TASKS TO COMPLETE |
(1) Retype the passage of the Fair Work Commission decision starting at "DEPUTY PRESIDENT MANSINI" and ending at "exceptional – application dismissed.".
(2) According to the Fair Work Commission decision, on what date did the applicant's dismissal take effect?
(3) Write the next part of the Fair Work Commission decision, picking up after its final line.

SELECTION |
+ + +

James Amos (Applicant) v Legend Holding Group (Aust) Pty Limited t/a the Manly Greenhouse (Respondent)
[2019] FWC 7359
•24 OCTOBER 2019
| [2019] FWC 7359 |
| FAIR WORK COMMISSION |
DECISION |
Fair Work Act 2009
s.365—General protections
James Amos
(Applicant)
v
Legend Holding Group (Aust) Pty Limited t/a The Manly Greenhouse
(Respondent)(C2019/3061)
DEPUTY PRESIDENT MANSINI | MELBOURNE, 24 OCTOBER 2019 |
Application to deal with a general protections dispute involving dismissal – application filed out of time – circumstances not exceptional – application dismissed.
[1] This decision concerns whether to extend the time within which to lodge an application for the Commission to deal with a general protections dispute involving dismissal, made under s.365 of the Fair Work Act 2009 (Act).
[2] I have determined that the Applicant did not file within the statutory timeframe and should not be allowed a further period within which to lodge his application. The reasons for that decision follow.
Was the application made out of time?
[3] Section 366 requires that a general protections application involving dismissal be made within 21 days after the dismissal took effect, or within such further period as the Commission allows under s.366(2).
[4] It was not disputed that the Applicant was dismissed from his employment as a Casual Bartender effective 11 April 2019. 1 The Applicant did not lodge his application until 13 May 2019. Accordingly, the period of 21 days ended at midnight on 2 May 2019 and the Application was lodged 11 days out of time.
[5] The Applicant asks that the Commission allow a further period for the application to be made. The Respondent opposes, seeking to rely on its written submissions only having declined to attend the hearing. 2
Are there exceptional circumstances?

+ + +

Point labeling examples
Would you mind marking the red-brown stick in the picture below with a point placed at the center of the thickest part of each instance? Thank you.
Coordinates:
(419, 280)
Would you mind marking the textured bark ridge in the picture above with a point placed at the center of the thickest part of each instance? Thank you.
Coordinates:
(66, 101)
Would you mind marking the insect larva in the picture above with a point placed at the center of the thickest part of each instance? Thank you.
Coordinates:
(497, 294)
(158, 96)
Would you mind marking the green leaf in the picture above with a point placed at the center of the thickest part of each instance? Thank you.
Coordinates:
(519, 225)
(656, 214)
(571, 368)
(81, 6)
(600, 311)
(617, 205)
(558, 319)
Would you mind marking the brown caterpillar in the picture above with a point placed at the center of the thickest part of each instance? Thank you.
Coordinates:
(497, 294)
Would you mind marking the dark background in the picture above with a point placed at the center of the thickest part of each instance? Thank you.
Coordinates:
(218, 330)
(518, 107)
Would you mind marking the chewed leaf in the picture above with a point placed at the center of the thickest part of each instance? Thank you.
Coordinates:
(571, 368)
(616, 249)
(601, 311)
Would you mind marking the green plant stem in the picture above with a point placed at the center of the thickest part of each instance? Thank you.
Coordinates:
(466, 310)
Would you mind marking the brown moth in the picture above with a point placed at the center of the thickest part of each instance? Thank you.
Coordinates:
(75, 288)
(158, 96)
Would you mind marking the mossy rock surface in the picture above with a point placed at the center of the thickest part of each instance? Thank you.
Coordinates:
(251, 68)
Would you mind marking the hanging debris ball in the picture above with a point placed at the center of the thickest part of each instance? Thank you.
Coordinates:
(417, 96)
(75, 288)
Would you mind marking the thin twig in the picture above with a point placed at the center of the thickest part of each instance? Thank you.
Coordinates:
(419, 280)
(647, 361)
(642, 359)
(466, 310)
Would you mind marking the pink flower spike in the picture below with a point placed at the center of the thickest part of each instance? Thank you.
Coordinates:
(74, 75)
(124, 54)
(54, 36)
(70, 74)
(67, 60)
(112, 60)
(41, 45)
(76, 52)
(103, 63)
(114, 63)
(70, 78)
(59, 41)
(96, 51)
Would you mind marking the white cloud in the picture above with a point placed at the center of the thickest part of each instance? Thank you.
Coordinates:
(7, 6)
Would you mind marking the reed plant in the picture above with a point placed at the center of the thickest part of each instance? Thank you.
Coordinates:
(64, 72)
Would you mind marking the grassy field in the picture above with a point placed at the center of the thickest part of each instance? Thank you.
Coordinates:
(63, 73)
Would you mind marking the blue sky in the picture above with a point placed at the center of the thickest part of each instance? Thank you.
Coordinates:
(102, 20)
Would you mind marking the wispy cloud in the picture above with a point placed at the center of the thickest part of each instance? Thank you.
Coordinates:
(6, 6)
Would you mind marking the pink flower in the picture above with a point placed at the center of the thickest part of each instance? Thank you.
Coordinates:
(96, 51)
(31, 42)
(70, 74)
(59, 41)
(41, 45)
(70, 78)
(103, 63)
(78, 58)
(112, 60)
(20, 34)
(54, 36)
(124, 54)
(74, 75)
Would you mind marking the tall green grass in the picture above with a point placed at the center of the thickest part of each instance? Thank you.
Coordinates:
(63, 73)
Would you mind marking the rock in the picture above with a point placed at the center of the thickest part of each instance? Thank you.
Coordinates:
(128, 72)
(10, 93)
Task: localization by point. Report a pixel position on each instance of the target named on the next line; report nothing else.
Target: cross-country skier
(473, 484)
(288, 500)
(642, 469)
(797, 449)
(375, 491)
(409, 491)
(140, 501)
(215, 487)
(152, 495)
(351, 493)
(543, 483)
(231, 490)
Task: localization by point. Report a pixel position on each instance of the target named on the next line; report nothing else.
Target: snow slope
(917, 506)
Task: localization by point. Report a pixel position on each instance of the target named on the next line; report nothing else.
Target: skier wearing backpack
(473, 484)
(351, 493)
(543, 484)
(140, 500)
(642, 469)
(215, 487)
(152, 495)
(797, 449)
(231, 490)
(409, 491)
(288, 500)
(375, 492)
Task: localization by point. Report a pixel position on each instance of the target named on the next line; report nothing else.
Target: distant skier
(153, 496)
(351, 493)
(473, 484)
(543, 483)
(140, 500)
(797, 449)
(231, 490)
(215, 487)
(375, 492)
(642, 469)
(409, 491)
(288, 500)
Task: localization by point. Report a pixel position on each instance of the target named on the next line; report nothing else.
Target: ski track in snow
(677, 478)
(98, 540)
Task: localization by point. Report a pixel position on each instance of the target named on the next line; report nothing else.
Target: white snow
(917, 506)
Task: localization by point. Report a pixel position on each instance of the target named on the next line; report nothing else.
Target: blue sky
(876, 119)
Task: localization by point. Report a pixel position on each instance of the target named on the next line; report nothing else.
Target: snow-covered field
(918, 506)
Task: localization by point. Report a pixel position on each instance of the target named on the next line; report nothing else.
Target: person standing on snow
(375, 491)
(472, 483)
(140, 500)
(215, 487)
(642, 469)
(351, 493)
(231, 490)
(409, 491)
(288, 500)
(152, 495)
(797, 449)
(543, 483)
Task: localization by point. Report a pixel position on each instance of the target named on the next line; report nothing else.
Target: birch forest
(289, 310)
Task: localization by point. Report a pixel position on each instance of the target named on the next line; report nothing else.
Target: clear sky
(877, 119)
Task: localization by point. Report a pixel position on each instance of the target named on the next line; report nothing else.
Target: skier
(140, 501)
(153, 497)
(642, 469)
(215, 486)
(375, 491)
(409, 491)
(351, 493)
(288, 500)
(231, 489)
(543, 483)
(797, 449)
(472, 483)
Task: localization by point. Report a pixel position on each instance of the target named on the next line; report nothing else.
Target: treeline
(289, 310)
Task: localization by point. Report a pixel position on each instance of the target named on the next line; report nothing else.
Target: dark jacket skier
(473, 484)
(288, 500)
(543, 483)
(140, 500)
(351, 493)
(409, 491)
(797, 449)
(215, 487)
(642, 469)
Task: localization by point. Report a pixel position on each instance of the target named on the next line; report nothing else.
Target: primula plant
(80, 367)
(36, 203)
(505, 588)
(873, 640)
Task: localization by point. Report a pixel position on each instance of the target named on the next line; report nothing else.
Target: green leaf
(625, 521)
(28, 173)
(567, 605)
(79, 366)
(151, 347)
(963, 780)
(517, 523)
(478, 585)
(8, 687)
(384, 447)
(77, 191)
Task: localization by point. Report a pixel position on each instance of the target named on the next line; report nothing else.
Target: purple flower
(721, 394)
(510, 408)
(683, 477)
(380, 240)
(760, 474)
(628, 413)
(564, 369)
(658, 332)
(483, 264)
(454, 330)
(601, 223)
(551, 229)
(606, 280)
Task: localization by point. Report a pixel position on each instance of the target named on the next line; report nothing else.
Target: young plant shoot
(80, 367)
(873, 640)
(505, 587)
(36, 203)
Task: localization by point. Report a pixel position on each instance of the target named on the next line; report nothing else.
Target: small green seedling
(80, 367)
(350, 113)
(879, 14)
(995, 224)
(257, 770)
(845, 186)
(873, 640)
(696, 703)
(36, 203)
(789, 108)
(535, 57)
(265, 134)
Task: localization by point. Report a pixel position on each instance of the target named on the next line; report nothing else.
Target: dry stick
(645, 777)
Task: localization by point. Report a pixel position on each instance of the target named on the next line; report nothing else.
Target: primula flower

+ + +

ANSWERS FOR THIS EXERCISE |
(1)
DEPUTY PRESIDENT MANSINI | MELBOURNE, 24 OCTOBER 2019 |
Application to deal with a general protections dispute involving dismissal – application filed out of time – circumstances not exceptional – application dismissed.

(2) 11 April 2019

(3)
[6] Having concluded that the application was made after the prescribed timeframe, it is necessary for the Applicant to obtain an extension of time under s.366(2) to make the application. This can only occur if I am satisfied that there are “exceptional circumstances”. The matters of which I must be satisfied are set out in s.366(2) of the Act.
[7] The exceptional circumstances test establishes a high hurdle for an applicant. 3 In this context, to be exceptional the circumstances must be out of the ordinary course, or unusual, or special, or uncommon, although they need not be unique or unprecedented.4 Exceptional circumstances can include a single exceptional matter, a combination of exceptional factors, or a combination of ordinary factors which, although individually of no particular significance, when taken together can be considered exceptional.5
[8] My consideration of the matters set out at s.366(2) follows.
Reason for the delay – s.366(2)(a)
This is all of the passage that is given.